- _Passage shown_:

Supreme Court of South Carolina
Jun 27, 1904
69 S.C. 322 (S.C. 1904)

Opinion

June 27, 1904.

Before TOWNSEND, J., Fairfield, December, 1903. Modified.

Action by W.J. Johnson against Southern Railway. From judgment of Circuit Court sustaining judgment of Magistrate Cathcart, defendant appeals.

Mr. J.E. McDonald, for appellant, cites: Upon the question of the repeal of section 1711: 26 Ency., 2 ed., 730, 731, 723; Black on Int. of Laws, 114-5; End. on Int. of Stat., secs. 195, 241, 200, 202; 2 S.C. 538; 13 S.C. 1, 394, 169; 14 S.C. 318. There can be no recovery under repealed statute: 26 Ency., 2 ed., 753; 2 McC., 1; 2 Bail., 184; 10 S.C. 222; 14 Rich. L., 163; 28 S.C. 1.

Mr. G.W. Ragsdale, contra, cites: As to the repeal of section 1711: Potter's Dwar. on Stat., 154, 245; 37 S.C. 558; 29 S.C. 476; 39 S.C. 5; 55 S.C. 594. Constitutionality of this act has already been passed on: 63 S.C. 169.


June 27, 1904. The opinion of the Court was delivered by


The record contains the following statements of facts: "The above four cases were commenced by the service of a magistrate's summons and a complaint on the 16th day of June, 1903. These four separate actions were brought to recover the value of certain articles of merchandise, which were shipped over the road of defendant, appellant, and consigned to plaintiff, respondent, at his place of business, Ridgeway, S.C.; and also to recover in each case the statutory penalty of fifty dollars for failure and neglect to pay, or refuse to pay, the claim within sixty days after making demand for the said losses. The losses occurred in 1902, and these actions were brought under section 1711, Revised Statutes, 1902. The complaint in each case was practically the same. The only questions in this case are whether or not the magistrate and his Honor, Judge Townsend, erred in holding that section 1711, volume 1, of the Code of Laws, 1902, had not been repealed by a subsequent act of the legislature, and if not repealed, then whether the same was constitutional."

To be entirely accurate, it may be well to state that his Honor, the Circuit Judge, held that section 1711 of the Code of Laws was repealed by the said act of 1903, as to the time of payment of claims, but not otherwise, so as to affect this case. Section 1711 of the Code of Laws is as follows:

"Sec. 1711. All common carriers doing business in this State shall be required to pay for or refuse to pay for all loss, breakage, or damage from breakage, damage or loss of articles shipped over the lines of said common carriers within sixty days from the time a claim for the said articles so lost, broken or damaged shall be made. In case the said common carrier shall not pay or refuse to pay said claim for said loss, breakage or damage as set out in this section within the sixty days therein provided for, then said common carrier shall be liable for the sum of fifty dollars for each offense as penalty, in addition to the amount of said loss or damage, to be collected by the claimant in any Court having jurisdiction of the same."

- _What you need to do_:
Quote the court opinion from "Before TOWNSEND, J., Fairfield, December, 1903." up to and including "Cathcart, defendant appeals.". The records that come next have no connection to the court opinion.

- _Material supplied_:
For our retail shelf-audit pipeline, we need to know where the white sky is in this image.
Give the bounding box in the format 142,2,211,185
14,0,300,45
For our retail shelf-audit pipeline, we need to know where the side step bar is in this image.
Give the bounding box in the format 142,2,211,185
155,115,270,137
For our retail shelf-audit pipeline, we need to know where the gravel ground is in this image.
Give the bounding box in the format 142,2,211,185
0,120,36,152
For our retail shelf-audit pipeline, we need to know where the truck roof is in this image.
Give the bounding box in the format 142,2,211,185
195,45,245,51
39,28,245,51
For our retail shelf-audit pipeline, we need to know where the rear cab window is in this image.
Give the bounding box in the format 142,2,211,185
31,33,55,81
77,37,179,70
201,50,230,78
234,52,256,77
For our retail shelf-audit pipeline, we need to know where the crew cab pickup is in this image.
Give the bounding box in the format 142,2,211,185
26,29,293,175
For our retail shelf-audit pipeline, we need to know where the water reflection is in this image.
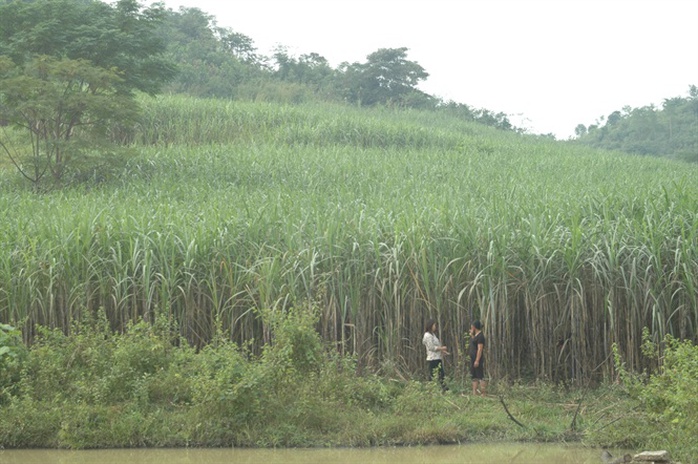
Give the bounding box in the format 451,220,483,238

- _Task solution_:
Before TOWNSEND, J., Fairfield, December, 1903. Modified.

Action by W.J. Johnson against Southern Railway. From judgment of Circuit Court sustaining judgment of Magistrate Cathcart, defendant appeals.